EXCERPT TO READ:
= Jacob Lofman =

Photojournalist

Jacob Lofman (August 31, 1911, Poland–February 8, 2002, New York) was a Polish-born American photojournalist.

== Career ==
Born in Poland, after emigrating to the United States Jacob Lofman became a professional photographer. He was a member of Roy Stryker's team of photographers for the Farm Security Administration during the Depression. His work was widely distributed through the agency PIX, Inc. and appeared in mass-market and specialist magazines including Popular Photography, The Saturday Evening Post, The Farm Quarterly, Ebony, Finance, Minicam Photography, Collier’s, Saturday Review, U.S. Camera, Art Direction, New Politics, Review of international affairs, The American Magazine, Business Week, The Rocket, The Nation's Business, Fortune, Time, Life, Broadcasting, Look, House and Garden, Harper's Bazaar, The creative writer, Coronet, The New York Times Book Review.

SOURCE MATERIAL:
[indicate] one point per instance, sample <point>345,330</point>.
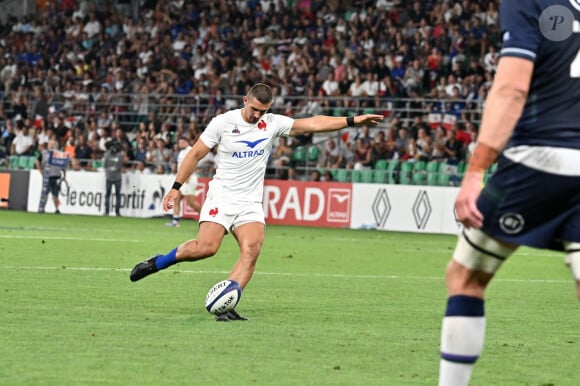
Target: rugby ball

PROBLEMS TO SOLVE:
#1 According to the Jacob Lofman article, which agency widely distributed his work?
#2 Carry on writing the Jacob Lofman article from the point where it stops.
The data has no connection to the Jacob Lofman article.

THE REPLIES:
#1 PIX, Inc.

#2
Among the many celebrities he photographed were columnist Dorothy Parker, poet Robert Frost and boxer Sugar Ray Robinson, and one of his photographs included in the world-touring 1955 Museum of Modern Art exhibition The Family of Man, is a backlit long-shot of American poet Robert Frost with his children & grandchildren gathered on logs in a sunny clearing in front of a backdrop of the Green Mountains listening to folk singer Danny Gragon, who plays fiddle.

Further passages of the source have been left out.